◆ Aufgaben:
a – Zähle alle Behördenangelegenheiten auf, die im Reisebericht aus Bogotá für die erste Woche genannt werden.
b – Sammle jede Zeile der Daten, die das Wort "tree" enthält, und achte dabei auf Groß- und Kleinschreibung.

◆ Textauszug:

= = =

Eine Woche Bogotá

12 07 2010

Hallo ihr Lieben,

die erste Woche bzw. mittlerweile schon 10 Tage  in Bogotá sind wie im Flug vergangen und während nebenan die Waschmaschine mit der ersten Ladung Wäsche gleich abhebt (merkwürdige Waschmaschinen sind das hier!) möchte ich euch doch auch ein bisschen an den ersten Erlebnissen teilhaben lassen.

Die letzte Woche stand ganz im Zeichen der Bürokratie: Ich musste ein Studentenvisum organisieren, dieses noch bei einer anderen Behörde registrieren lassen und eine Art „Ausländerausweis“ beantragen. Da solche Dinge hier immer sehr zeitaufwändig und nervenaufreibend sind, wollte ich eigentlich erst im „ORI“, sozusagen im  AAA der Uni hier nachfragen, wie das alles geht, die Dame, die mir aber da weiterhelfen könnte, hat natürlich Urlaub, insofern blieb mir nichts anderes übrig, als selbst mein Glück zu versuchen, die Dokumente zu sammeln, von denen ich wusste, dass ich sie brauchen würde, und mich auf zur Visaabteilung des Außenministeriums zu machen.

= = =

◆ Bereitgestellte Daten:
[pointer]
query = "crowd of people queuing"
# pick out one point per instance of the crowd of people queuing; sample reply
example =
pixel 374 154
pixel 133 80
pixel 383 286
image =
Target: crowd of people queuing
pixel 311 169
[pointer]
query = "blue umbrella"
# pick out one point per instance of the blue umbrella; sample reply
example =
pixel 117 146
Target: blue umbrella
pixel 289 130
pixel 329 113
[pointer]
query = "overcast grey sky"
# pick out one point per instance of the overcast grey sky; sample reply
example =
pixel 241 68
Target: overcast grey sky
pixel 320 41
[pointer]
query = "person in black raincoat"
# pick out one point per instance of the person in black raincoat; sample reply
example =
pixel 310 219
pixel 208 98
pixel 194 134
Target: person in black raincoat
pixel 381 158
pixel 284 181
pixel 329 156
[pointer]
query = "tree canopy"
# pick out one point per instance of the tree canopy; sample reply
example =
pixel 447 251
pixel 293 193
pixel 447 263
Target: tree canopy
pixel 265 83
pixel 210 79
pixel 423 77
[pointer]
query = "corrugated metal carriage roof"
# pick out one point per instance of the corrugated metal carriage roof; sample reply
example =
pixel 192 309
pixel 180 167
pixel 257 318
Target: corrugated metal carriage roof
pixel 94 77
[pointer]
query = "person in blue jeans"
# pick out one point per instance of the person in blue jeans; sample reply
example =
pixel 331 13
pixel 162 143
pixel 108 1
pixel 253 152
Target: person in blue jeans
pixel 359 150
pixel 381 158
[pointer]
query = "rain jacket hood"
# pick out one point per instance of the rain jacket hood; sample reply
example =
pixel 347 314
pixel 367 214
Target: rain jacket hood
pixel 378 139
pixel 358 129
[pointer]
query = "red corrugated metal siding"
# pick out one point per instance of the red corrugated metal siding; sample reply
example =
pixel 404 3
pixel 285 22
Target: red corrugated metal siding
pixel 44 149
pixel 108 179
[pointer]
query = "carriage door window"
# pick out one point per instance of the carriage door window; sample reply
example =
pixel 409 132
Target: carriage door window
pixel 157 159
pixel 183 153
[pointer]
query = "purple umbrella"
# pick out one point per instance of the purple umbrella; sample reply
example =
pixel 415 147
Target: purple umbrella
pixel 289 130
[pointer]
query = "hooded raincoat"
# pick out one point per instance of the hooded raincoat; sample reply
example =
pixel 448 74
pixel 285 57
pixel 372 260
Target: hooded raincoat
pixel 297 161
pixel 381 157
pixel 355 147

= = =

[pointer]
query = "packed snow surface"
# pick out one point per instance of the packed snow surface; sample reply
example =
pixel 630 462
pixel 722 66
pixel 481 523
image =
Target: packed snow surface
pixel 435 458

= = =

◆ Antworten:
a –
- ein Studentenvisum organisieren
- das Visum bei einer anderen Behörde registrieren lassen
- eine Art „Ausländerausweis“ beantragen

b –
query = "tree canopy"
# pick out one point per instance of the tree canopy; sample reply
Target: tree canopy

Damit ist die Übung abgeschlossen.